→ **Exercise aim**:
Rewrite the rows from the line containing "Please identify the car headlight" through the end of the rows, swapping "headlight" for "headlamp" and leaving everything else unchanged.

→ **Excerpted records**:
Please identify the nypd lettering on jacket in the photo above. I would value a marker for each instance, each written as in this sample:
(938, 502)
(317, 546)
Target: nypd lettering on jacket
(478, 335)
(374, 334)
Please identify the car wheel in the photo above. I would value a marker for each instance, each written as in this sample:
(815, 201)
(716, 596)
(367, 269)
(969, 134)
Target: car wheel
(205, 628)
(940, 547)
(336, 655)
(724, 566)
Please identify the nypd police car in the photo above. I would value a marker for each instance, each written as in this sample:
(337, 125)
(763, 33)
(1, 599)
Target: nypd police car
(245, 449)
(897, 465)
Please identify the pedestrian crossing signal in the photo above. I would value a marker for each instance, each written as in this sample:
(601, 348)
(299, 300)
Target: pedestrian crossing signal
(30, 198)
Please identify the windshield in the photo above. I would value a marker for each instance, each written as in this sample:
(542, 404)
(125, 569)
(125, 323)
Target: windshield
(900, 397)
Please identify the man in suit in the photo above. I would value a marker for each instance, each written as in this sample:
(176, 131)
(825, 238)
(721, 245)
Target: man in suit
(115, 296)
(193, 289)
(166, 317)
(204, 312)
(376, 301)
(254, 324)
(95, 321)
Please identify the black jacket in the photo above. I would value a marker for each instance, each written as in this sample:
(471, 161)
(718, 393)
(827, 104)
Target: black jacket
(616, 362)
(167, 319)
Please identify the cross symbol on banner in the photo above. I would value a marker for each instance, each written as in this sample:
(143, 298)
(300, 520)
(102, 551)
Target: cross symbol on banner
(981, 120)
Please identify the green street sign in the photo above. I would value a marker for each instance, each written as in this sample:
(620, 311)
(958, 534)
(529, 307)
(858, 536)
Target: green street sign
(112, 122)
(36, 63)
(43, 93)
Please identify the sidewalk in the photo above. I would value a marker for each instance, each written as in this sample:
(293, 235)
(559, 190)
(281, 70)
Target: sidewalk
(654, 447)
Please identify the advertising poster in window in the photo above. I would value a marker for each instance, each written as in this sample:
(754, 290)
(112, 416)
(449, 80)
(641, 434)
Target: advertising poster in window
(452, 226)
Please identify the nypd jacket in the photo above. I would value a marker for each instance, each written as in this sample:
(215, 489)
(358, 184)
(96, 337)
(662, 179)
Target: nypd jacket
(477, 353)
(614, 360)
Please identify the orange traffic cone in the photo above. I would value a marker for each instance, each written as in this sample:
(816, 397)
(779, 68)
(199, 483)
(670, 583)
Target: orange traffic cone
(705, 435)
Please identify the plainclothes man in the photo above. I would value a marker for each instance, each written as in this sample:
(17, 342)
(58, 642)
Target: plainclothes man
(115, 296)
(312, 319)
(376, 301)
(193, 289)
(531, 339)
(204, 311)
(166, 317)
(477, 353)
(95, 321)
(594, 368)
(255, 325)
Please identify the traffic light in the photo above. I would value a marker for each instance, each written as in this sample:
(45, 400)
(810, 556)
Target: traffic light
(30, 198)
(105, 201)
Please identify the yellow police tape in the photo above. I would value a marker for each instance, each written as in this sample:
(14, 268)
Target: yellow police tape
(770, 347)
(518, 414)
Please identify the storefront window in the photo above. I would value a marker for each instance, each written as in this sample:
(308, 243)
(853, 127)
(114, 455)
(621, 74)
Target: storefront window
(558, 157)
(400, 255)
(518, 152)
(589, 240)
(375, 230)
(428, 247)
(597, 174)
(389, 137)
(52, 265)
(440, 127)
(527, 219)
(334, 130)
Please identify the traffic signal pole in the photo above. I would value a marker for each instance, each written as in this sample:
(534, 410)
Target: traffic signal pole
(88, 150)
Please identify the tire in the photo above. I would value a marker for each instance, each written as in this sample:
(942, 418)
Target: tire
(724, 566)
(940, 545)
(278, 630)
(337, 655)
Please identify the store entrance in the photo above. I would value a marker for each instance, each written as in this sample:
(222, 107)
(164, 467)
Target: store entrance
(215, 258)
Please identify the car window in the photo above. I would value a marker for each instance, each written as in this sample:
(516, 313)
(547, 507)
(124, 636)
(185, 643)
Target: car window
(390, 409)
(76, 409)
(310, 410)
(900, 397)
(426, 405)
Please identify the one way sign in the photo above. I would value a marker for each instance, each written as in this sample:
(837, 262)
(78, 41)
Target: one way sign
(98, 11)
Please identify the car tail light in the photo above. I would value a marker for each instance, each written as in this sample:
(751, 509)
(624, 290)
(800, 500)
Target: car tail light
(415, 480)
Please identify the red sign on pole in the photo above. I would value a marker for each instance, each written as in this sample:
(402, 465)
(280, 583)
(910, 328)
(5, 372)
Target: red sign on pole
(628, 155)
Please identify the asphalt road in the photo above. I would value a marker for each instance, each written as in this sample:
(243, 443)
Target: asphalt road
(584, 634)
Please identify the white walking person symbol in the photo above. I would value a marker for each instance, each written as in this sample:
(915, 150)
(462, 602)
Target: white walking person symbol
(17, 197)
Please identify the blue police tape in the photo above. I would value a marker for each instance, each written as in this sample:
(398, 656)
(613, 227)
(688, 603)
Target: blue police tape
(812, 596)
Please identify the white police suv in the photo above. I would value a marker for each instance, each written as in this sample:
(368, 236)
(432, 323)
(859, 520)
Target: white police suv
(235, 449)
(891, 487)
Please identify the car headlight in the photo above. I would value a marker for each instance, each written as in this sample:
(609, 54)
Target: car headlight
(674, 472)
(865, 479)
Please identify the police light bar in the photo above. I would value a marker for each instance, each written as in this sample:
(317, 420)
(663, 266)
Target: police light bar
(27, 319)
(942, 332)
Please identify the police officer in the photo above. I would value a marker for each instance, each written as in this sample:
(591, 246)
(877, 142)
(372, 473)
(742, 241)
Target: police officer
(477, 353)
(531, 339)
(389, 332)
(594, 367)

→ **Output of the exercise**:
Please identify the car headlamp in the photo above. I would value a marker for each instance, each written as in this sample:
(609, 54)
Target: car headlamp
(674, 472)
(865, 479)
Please identify the police light bar in the photo above. I would value a marker for each instance, each written as in this sample:
(317, 420)
(663, 266)
Target: police light bar
(27, 319)
(942, 332)
Please identify the police officer in the photo above. I would value a marker for each instance, each written as in this sample:
(591, 246)
(877, 142)
(372, 473)
(742, 241)
Target: police officer
(477, 353)
(531, 339)
(389, 332)
(594, 367)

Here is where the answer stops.